▶ [Document text]
You are viewing a plain text version of this content. The canonical link for it is here.
Posted to mapreduce-issues@hadoop.apache.org by "Arpit Gupta (JIRA)" <ji...@apache.org> on 2012/11/01 22:12:12 UTC

[jira] [Updated] (MAPREDUCE-4749) Killing multiple attempts of a task taker longer as more attempts are killed

     [ https://issues.apache.org/jira/browse/MAPREDUCE-4749?page=com.atlassian.jira.plugin.system.issuetabpanels:all-tabpanel ]

Arpit Gupta updated MAPREDUCE-4749:
-----------------------------------

    Attachment: MAPREDUCE-4749.branch-1.patch

Attached another patch where there are two queues and also make sure duplicate entries did not make it in to the queue. Have not added unit tests yet.

Robert let me know what you think of this approach.

If it works then i can work on adding unit tests for it.

I verified this patch on my cluster and could not reproduce the issue.

▶ [Material provided]
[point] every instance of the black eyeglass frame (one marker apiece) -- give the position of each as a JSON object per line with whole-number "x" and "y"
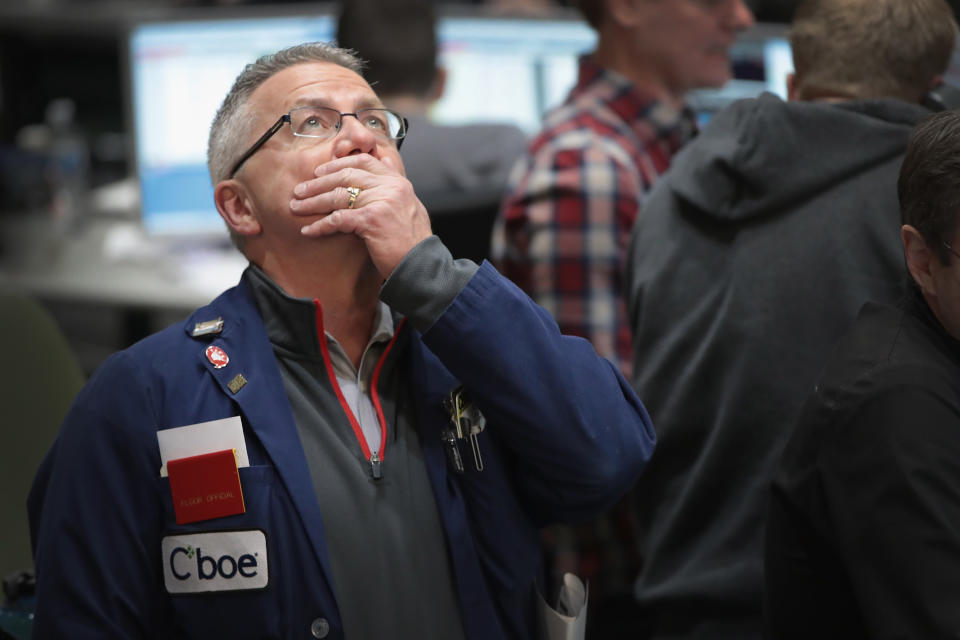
{"x": 949, "y": 247}
{"x": 285, "y": 119}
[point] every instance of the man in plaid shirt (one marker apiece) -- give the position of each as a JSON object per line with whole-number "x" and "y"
{"x": 563, "y": 230}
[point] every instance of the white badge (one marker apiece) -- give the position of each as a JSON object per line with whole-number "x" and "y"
{"x": 203, "y": 437}
{"x": 215, "y": 561}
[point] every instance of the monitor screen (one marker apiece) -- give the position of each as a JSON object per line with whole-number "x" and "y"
{"x": 498, "y": 70}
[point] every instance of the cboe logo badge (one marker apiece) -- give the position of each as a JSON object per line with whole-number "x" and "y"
{"x": 215, "y": 561}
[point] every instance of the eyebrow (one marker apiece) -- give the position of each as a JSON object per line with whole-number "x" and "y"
{"x": 367, "y": 103}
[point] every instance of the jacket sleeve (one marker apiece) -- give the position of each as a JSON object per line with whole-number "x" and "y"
{"x": 575, "y": 431}
{"x": 94, "y": 519}
{"x": 892, "y": 489}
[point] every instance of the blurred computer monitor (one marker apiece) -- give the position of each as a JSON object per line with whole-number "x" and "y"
{"x": 500, "y": 69}
{"x": 761, "y": 61}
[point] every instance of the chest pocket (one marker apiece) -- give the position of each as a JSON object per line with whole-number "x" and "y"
{"x": 221, "y": 574}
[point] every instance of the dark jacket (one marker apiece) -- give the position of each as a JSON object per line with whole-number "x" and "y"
{"x": 750, "y": 260}
{"x": 863, "y": 538}
{"x": 561, "y": 444}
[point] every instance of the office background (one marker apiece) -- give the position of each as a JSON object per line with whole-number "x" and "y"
{"x": 72, "y": 236}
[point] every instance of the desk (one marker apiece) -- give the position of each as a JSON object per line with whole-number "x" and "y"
{"x": 111, "y": 262}
{"x": 106, "y": 282}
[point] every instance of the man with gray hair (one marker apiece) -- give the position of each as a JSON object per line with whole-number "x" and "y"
{"x": 349, "y": 442}
{"x": 752, "y": 258}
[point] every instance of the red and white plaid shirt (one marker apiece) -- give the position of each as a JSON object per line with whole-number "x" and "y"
{"x": 563, "y": 230}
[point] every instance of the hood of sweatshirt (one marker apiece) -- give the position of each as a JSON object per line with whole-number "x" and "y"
{"x": 761, "y": 154}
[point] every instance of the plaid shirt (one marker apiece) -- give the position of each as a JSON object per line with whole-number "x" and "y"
{"x": 563, "y": 231}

▶ [Task goal]
Please carry on the Hadoop issue update about slow kills of multiple task attempts, starting right after its final sentence.

▶ [Task response]
> Killing multiple attempts of a task taker longer as more attempts are killed
> ----------------------------------------------------------------------------
>
>                 Key: MAPREDUCE-4749
>                 URL: https://issues.apache.org/jira/browse/MAPREDUCE-4749
>             Project: Hadoop Map/Reduce
>          Issue Type: Bug
>    Affects Versions: 1.1.0
>            Reporter: Arpit Gupta
>            Assignee: Arpit Gupta
>         Attachments: MAPREDUCE-4749.branch-1.patch, MAPREDUCE-4749.branch-1.patch
>
>
> The following was noticed on a mr job running on hadoop 1.1.0
> 1. Start an mr job with 1 mapper
> 2. Wait for a min
> 3. Kill the first attempt of the mapper and then subsequently kill the other 3 attempts in order to fail the job
> The time taken to kill the task grew exponentially.
> 1st attempt was killed immediately.
> 2nd attempt took a little over a min
> 3rd attempt took approx. 20 mins
> 4th attempt took around 3 hrs.
> The command used to kill the attempt was "hadoop job -fail-task"
> Note that the command returned immediately as soon as the fail attempt was accepted but the time the attempt was actually killed was as stated above.

--
This message is automatically generated by JIRA.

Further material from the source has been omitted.